Dataset extract:
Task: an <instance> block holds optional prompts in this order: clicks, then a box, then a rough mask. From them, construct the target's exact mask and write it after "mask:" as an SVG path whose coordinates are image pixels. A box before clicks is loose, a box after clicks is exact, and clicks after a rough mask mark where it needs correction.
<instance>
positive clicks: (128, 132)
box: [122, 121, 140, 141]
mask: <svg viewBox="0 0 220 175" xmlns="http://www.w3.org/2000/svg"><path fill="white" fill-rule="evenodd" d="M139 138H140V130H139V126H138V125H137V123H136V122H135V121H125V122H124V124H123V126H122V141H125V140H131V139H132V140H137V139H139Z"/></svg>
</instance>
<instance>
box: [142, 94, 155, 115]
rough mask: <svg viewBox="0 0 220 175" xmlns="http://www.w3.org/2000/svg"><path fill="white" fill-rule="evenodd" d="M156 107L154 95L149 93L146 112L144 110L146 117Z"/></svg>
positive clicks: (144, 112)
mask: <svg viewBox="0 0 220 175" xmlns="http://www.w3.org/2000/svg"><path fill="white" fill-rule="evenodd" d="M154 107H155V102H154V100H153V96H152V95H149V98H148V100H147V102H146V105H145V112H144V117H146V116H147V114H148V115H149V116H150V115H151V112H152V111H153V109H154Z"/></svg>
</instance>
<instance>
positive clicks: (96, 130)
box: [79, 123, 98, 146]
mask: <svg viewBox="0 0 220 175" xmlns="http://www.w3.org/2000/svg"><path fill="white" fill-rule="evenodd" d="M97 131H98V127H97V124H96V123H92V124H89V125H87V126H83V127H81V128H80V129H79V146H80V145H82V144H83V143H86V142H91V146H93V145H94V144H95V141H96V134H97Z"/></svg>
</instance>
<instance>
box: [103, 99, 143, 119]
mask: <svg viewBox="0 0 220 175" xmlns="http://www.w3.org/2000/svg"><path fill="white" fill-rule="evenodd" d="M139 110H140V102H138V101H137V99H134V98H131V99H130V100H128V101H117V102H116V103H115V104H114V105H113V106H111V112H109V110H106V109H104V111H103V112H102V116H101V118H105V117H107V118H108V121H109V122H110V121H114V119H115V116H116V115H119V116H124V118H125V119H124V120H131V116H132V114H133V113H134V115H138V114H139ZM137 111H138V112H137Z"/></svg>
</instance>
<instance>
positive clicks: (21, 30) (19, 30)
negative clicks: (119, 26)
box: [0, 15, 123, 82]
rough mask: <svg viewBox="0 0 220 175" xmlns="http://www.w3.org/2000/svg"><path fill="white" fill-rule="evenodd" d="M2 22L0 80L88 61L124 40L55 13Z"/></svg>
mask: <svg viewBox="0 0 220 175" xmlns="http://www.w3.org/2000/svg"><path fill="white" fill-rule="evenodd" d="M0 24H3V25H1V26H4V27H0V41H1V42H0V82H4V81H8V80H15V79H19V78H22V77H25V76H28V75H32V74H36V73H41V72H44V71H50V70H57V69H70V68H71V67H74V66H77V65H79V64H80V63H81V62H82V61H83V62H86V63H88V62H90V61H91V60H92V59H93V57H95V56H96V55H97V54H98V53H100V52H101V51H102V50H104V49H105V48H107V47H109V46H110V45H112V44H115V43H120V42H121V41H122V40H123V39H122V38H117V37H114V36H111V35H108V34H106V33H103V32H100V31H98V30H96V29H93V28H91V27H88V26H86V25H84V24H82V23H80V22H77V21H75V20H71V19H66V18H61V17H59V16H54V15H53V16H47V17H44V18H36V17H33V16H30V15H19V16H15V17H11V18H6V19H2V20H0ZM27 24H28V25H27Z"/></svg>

To-do item: Copy the listing exactly as it stands.

Reply to the exercise:
Task: an <instance> block holds optional prompts in this order: clicks, then a box, then a rough mask. From them, construct the target's exact mask and write it after "mask:" as an SVG path whose coordinates are image pixels. A box before clicks is loose, a box after clicks is exact, and clicks after a rough mask mark where it needs correction.
<instance>
positive clicks: (128, 132)
box: [122, 121, 140, 141]
mask: <svg viewBox="0 0 220 175" xmlns="http://www.w3.org/2000/svg"><path fill="white" fill-rule="evenodd" d="M139 138H140V130H139V126H138V125H137V123H136V122H135V121H125V122H124V124H123V126H122V141H125V140H131V139H132V140H137V139H139Z"/></svg>
</instance>
<instance>
box: [142, 94, 155, 115]
rough mask: <svg viewBox="0 0 220 175" xmlns="http://www.w3.org/2000/svg"><path fill="white" fill-rule="evenodd" d="M156 107L154 95L149 93L146 112L144 110L146 117Z"/></svg>
positive clicks: (144, 112)
mask: <svg viewBox="0 0 220 175" xmlns="http://www.w3.org/2000/svg"><path fill="white" fill-rule="evenodd" d="M154 107H155V102H154V100H153V96H152V95H149V98H148V100H147V102H146V105H145V112H144V117H146V116H147V114H148V115H149V116H150V115H151V112H152V111H153V109H154Z"/></svg>
</instance>
<instance>
positive clicks: (96, 130)
box: [79, 123, 98, 146]
mask: <svg viewBox="0 0 220 175" xmlns="http://www.w3.org/2000/svg"><path fill="white" fill-rule="evenodd" d="M97 131H98V127H97V124H96V123H92V124H89V125H87V126H83V127H81V128H80V129H79V146H80V145H82V144H83V143H86V142H91V146H93V145H94V144H95V141H96V134H97Z"/></svg>
</instance>
<instance>
box: [103, 99, 143, 119]
mask: <svg viewBox="0 0 220 175" xmlns="http://www.w3.org/2000/svg"><path fill="white" fill-rule="evenodd" d="M139 110H140V102H138V101H137V99H134V98H131V99H130V100H128V101H117V102H116V103H115V104H114V105H113V106H111V112H109V110H106V109H104V111H103V112H102V116H101V118H105V117H107V118H108V121H109V122H110V121H114V119H115V116H116V115H119V116H124V118H125V119H124V120H131V116H132V114H133V113H134V115H138V114H139ZM137 111H138V112H137Z"/></svg>
</instance>
<instance>
positive clicks: (21, 30) (19, 30)
negative clicks: (119, 26)
box: [0, 15, 123, 82]
rough mask: <svg viewBox="0 0 220 175" xmlns="http://www.w3.org/2000/svg"><path fill="white" fill-rule="evenodd" d="M2 22L0 80L88 61L124 40L55 13Z"/></svg>
mask: <svg viewBox="0 0 220 175" xmlns="http://www.w3.org/2000/svg"><path fill="white" fill-rule="evenodd" d="M0 24H3V25H1V26H4V27H0V41H1V42H0V82H4V81H8V80H15V79H19V78H22V77H25V76H28V75H32V74H36V73H41V72H44V71H50V70H57V69H70V68H71V67H74V66H77V65H79V64H80V63H81V62H82V61H83V62H86V63H88V62H90V61H91V60H92V59H93V57H95V56H96V55H97V54H98V53H100V52H101V51H102V50H104V49H105V48H107V47H109V46H110V45H112V44H115V43H120V42H121V41H122V40H123V39H122V38H117V37H114V36H111V35H108V34H106V33H103V32H100V31H98V30H96V29H93V28H91V27H88V26H86V25H84V24H82V23H80V22H77V21H75V20H71V19H66V18H61V17H59V16H54V15H53V16H47V17H44V18H36V17H33V16H30V15H19V16H15V17H11V18H6V19H2V20H0ZM27 24H28V25H27Z"/></svg>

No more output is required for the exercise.